DESCRIPTION OF THE TASK:
Search the listing below for the word "leaved", and copy every line in which it turns up.

★ ★ ★ ★ ★ ★ ★

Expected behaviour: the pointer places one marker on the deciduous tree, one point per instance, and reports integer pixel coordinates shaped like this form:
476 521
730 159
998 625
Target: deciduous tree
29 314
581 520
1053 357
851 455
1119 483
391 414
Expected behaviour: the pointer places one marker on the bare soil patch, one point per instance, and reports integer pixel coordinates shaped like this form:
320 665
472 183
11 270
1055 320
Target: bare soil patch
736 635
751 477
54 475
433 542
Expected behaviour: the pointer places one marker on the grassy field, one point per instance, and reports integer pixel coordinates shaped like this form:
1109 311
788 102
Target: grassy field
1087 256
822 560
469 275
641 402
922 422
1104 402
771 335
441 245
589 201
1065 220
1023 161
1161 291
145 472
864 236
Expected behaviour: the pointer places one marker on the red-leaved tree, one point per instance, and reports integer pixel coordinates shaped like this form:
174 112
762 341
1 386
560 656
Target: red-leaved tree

★ ★ ★ ★ ★ ★ ★

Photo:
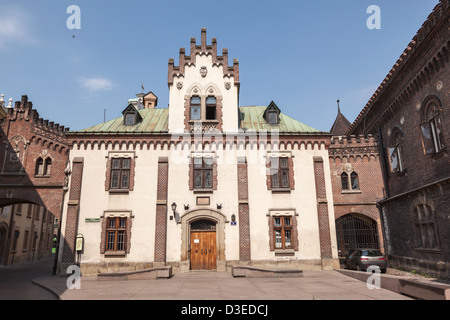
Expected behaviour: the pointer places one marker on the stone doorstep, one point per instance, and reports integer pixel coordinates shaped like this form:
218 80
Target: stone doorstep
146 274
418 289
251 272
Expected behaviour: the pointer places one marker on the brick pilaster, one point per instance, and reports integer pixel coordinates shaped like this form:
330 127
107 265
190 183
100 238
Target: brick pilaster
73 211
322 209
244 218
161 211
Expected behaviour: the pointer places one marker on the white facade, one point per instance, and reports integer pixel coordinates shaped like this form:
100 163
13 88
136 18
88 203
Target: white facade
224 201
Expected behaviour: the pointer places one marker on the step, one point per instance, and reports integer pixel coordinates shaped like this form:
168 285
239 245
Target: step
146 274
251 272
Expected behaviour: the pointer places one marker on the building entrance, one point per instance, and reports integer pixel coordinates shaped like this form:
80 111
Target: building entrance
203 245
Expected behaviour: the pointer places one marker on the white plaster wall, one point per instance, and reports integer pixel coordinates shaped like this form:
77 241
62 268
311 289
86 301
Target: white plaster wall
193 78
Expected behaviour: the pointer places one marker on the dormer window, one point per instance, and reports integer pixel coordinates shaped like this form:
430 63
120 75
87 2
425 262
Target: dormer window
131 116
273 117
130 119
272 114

★ ★ ★ ★ ★ ★ ★

PROBLEM SOLUTION:
Expected behaviour: the pointer places one marker on the red-leaved tree, one point per instance, and reports integer pixel coordinates shaped like this form:
Target: red-leaved tree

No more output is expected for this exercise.